→ About this task
Filter the listing for lines containing "like".

→ Available data

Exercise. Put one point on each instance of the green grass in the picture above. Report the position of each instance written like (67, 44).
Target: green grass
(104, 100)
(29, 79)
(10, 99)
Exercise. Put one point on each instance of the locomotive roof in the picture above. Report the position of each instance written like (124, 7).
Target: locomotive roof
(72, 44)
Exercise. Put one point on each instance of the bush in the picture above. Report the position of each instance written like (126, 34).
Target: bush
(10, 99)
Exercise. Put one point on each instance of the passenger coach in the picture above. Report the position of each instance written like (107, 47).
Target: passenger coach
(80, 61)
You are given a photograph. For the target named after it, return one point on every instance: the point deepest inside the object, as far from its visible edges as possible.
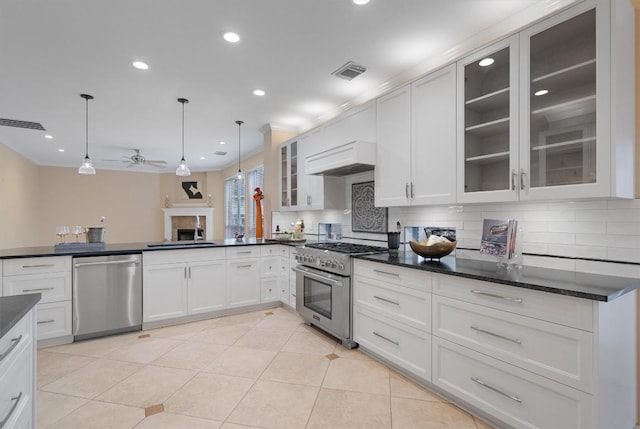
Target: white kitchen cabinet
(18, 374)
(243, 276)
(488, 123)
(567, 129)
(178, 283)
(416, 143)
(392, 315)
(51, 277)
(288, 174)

* * *

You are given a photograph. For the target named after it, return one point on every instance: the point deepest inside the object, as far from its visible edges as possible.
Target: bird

→ Response box
Exercise. Put one point on each instance of the green grass in the picture above. Report the position of each instance written like (67, 44).
Exercise. Put one point on each instance of the locomotive roof in the picture above. Report the position of each instance written like (124, 7).
Exercise. Put one point on each instance of the bush in the picture above. Report the position of each instance written like (126, 34).
Exercise. Put one point on each instance of the passenger coach in the picture above. Report the position of each instance written like (107, 47).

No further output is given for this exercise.